## Information supplied
========================================================================
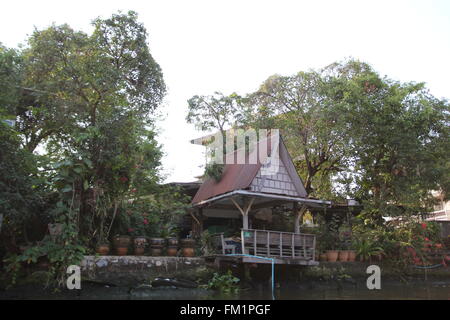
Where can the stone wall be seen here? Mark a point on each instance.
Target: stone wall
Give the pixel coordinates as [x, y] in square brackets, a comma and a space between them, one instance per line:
========================================================================
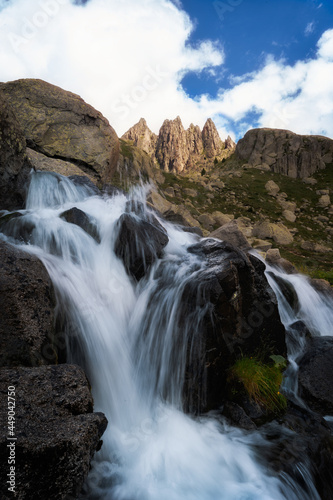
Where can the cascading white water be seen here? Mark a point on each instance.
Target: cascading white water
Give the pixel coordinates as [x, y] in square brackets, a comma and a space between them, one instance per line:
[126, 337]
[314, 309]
========================================================================
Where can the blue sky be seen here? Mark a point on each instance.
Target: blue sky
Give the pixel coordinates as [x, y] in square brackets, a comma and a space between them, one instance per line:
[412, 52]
========================================================================
## Stated goal
Count the lines above that contain the word "each" and reply with the number alone.

## Task answer
3